STATED TASK: Copy the listing below line for line, keeping every character unchanged.
** start EXERCISE MATERIAL **
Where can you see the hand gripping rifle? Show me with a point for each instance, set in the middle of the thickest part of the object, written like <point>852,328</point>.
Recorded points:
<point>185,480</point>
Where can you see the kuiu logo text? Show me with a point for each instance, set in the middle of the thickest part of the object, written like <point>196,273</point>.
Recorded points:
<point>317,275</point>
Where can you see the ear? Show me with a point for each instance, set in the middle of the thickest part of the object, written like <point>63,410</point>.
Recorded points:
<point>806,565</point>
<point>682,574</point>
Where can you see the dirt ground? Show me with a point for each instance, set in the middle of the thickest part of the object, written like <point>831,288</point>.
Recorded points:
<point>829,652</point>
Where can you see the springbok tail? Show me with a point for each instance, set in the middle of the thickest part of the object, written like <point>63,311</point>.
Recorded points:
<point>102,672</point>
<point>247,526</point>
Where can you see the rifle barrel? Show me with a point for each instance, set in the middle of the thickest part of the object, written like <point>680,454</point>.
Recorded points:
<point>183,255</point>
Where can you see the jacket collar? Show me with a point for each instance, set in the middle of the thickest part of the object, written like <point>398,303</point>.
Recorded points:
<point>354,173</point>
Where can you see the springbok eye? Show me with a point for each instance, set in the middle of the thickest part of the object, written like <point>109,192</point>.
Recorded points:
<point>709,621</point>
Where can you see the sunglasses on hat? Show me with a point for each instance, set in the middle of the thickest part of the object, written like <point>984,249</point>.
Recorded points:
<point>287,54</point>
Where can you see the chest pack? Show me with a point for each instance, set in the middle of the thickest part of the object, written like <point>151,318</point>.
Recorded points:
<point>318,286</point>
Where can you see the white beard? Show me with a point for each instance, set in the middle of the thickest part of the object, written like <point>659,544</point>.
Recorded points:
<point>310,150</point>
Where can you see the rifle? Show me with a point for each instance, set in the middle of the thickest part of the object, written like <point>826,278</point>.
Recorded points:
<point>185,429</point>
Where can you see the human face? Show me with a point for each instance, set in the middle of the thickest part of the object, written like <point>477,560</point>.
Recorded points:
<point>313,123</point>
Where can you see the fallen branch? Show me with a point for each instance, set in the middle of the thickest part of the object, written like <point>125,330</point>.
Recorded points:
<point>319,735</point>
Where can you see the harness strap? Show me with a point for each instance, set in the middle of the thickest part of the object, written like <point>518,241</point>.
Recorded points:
** end EXERCISE MATERIAL **
SOLUTION BELOW:
Where can you see the hand gripping rifle? Show me with a point for each instance, set in the middle of the thickest part of the object, written like <point>852,328</point>.
Recorded points:
<point>185,480</point>
Where can you see the kuiu logo text? Show me with a point for each instance, set in the middle of the thickest part of the object, written like <point>196,273</point>.
Recorded points:
<point>317,275</point>
Where can you see the ear? Show me with a point for each instance, set in the middle of the thickest part of the object, written like <point>63,410</point>.
Recorded points:
<point>806,565</point>
<point>682,574</point>
Where can you see the dirt ground? Show me with a point for each instance, set in the middle of the thickest part of the object, written like <point>831,288</point>.
Recorded points:
<point>829,652</point>
Where can you see the springbok tail? Show me with a point for each instance, set in the middle of the thickest part of the object, written like <point>63,311</point>.
Recorded points:
<point>102,672</point>
<point>247,526</point>
Where can you see the rifle barrel? Show me with a point for each instance, set in the middle of the thickest part of the object, written like <point>680,454</point>.
Recorded points:
<point>183,255</point>
Where can you see the jacket collar? Show me with a point for each instance, set in the middle of the thickest part of the object, written like <point>398,303</point>.
Recorded points:
<point>354,173</point>
Where can you see the springbok eye? Show me with a point for each instance, set in the middle of the thickest part of the object, written like <point>109,192</point>.
Recorded points:
<point>709,621</point>
Where can you see the sunglasses on hat? Show me with a point for each instance, set in the middle of the thickest part of the object, written like <point>984,249</point>.
Recorded points:
<point>287,54</point>
Where can you see the chest pack? Show me with a point for each instance, set in the middle of the thickest part of the object, written like <point>151,318</point>.
Recorded points:
<point>318,286</point>
Where can you see the white beard? Show me with a point for each instance, set in the middle of the thickest part of the object, written like <point>659,544</point>.
Recorded points:
<point>310,150</point>
Where can you see the rifle? Show me with a point for each instance, set in the middle of the thickest part of the object, written like <point>826,278</point>.
Recorded points:
<point>185,429</point>
Where can you see the human face? Show me with a point for each instance, set in the middle of the thickest part of the object, written like <point>477,560</point>.
Recorded points:
<point>313,123</point>
Where can you see the fallen branch? Show me with a point for each instance, set in the middle of the thickest part of the object, written like <point>125,330</point>.
Recorded points:
<point>319,735</point>
Where can you see the harness strap? Show me with a point for each instance, set in the middle of the thickest part of the object, written like <point>518,241</point>.
Recorded points:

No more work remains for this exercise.